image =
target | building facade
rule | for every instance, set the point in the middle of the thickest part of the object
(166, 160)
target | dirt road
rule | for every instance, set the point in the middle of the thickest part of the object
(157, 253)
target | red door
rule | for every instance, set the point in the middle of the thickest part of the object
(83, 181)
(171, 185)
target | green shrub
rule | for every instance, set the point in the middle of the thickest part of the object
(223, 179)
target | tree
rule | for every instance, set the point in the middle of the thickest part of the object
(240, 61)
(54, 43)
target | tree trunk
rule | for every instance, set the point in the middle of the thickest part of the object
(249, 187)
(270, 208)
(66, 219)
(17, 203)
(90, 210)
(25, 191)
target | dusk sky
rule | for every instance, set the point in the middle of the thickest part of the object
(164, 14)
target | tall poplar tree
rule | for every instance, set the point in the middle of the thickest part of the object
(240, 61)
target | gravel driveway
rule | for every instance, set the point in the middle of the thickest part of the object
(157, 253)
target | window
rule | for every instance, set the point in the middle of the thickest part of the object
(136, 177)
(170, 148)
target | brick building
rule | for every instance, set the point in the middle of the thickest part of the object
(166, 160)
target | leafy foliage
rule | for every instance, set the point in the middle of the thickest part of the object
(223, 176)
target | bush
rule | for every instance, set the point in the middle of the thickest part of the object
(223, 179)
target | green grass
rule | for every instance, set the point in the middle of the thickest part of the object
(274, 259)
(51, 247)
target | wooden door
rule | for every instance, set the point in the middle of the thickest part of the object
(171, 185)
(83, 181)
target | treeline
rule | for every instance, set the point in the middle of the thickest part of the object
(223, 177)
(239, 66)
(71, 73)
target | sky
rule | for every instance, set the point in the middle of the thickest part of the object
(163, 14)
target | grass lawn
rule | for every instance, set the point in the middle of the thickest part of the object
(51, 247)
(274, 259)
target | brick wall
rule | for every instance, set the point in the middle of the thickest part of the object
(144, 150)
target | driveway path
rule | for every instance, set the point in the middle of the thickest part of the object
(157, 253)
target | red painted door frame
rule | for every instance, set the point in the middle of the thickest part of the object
....
Rewrite all the entries above, changing every "thickest part" to "widest part" and leaving everything else the same.

Written response:
image =
target | building facade
rule | for every instance, set the point in the middle of the widest part of the object
(166, 160)
target | dirt road
rule | for every instance, set the point in the middle of the widest part of the object
(157, 253)
target | red door
rule | for every instance, set the point in the middle of the widest part of the object
(83, 181)
(171, 185)
target | green shrub
rule | for every instance, set the point in the middle of the widest part of the object
(223, 179)
target | tree
rule | for every instance, set the point in the middle of the widest part of the object
(240, 61)
(54, 43)
target | tree trunk
rule | for every instance, set the point in the middle of the widest part of the object
(249, 187)
(270, 208)
(66, 219)
(17, 203)
(90, 210)
(25, 191)
target | dusk sky
rule | for every instance, set the point in the middle of the widest part of the object
(164, 14)
target | tall poplar tree
rule | for every instance, set the point in the middle of the widest part of the object
(240, 61)
target | gravel driveway
rule | for every instance, set the point in the middle of the widest part of the object
(157, 253)
target | window
rule | for every instance, set the point in the middle of the widest part of the object
(136, 177)
(170, 148)
target | brick building
rule | for every instance, set the point in the middle of the widest part of the object
(166, 160)
target | leafy foliage
rule | for every instance, set the point in the middle of the widest part of the object
(223, 176)
target | bush
rule | for every instance, set the point in the middle of the widest part of the object
(223, 179)
target | green grass
rule | for every instance, set the point in the middle of the widest part of the object
(274, 259)
(51, 247)
target | wooden door
rule | for every instance, set the point in the middle of the widest part of the object
(171, 185)
(83, 181)
target | treeline
rule | for every instance, set the point in the middle of the widest part of the object
(223, 177)
(239, 66)
(71, 73)
target | sky
rule | for every instance, set the point in the middle of the widest part of the object
(163, 14)
target | grass lawn
rule | for every instance, set the point in the middle of the widest part of the object
(51, 247)
(274, 259)
target | brick wall
rule | for every instance, set the point in the middle of the widest part of the object
(144, 150)
target | driveway path
rule | for every instance, set the point in the middle of the widest part of the object
(157, 253)
target | red painted door frame
rule | for every instance, set the point in the middle of the widest part of the object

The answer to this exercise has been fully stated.